Dataset excerpts –
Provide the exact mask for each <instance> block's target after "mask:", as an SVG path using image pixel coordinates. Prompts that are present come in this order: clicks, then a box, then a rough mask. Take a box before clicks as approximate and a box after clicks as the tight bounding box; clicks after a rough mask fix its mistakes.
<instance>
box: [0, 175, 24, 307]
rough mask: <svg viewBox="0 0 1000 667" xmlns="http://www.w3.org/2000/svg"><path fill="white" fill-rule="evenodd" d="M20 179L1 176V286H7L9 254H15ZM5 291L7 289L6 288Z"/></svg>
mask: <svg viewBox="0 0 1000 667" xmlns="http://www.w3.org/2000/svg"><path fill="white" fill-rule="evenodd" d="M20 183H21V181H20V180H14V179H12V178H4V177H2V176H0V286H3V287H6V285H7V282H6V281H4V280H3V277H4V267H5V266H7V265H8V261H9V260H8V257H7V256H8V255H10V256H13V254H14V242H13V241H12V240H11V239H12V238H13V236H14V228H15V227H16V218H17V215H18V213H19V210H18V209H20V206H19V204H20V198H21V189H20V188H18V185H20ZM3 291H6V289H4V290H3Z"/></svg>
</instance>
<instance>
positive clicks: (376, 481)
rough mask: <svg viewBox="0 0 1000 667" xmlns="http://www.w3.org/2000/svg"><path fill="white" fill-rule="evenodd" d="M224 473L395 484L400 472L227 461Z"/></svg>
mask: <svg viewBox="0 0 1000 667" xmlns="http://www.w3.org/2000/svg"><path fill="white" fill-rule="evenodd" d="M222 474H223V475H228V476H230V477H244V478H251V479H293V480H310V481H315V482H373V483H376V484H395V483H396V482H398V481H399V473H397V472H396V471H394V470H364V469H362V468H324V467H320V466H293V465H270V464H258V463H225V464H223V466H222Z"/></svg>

Activity – Copy exactly the lines from the top of the entries through the line with "box: [0, 175, 24, 307]" in it, please, keeping both ends and adding nothing.

Written response –
Provide the exact mask for each <instance> block's target after "mask:", as an SVG path using image pixel coordinates. Prompts that are present come in this order: clicks, then a box, then a rough mask. Take a box before clicks as approximate and a box after clicks as the tight bounding box; clicks after a rough mask fix its mistakes.
<instance>
box: [0, 175, 24, 307]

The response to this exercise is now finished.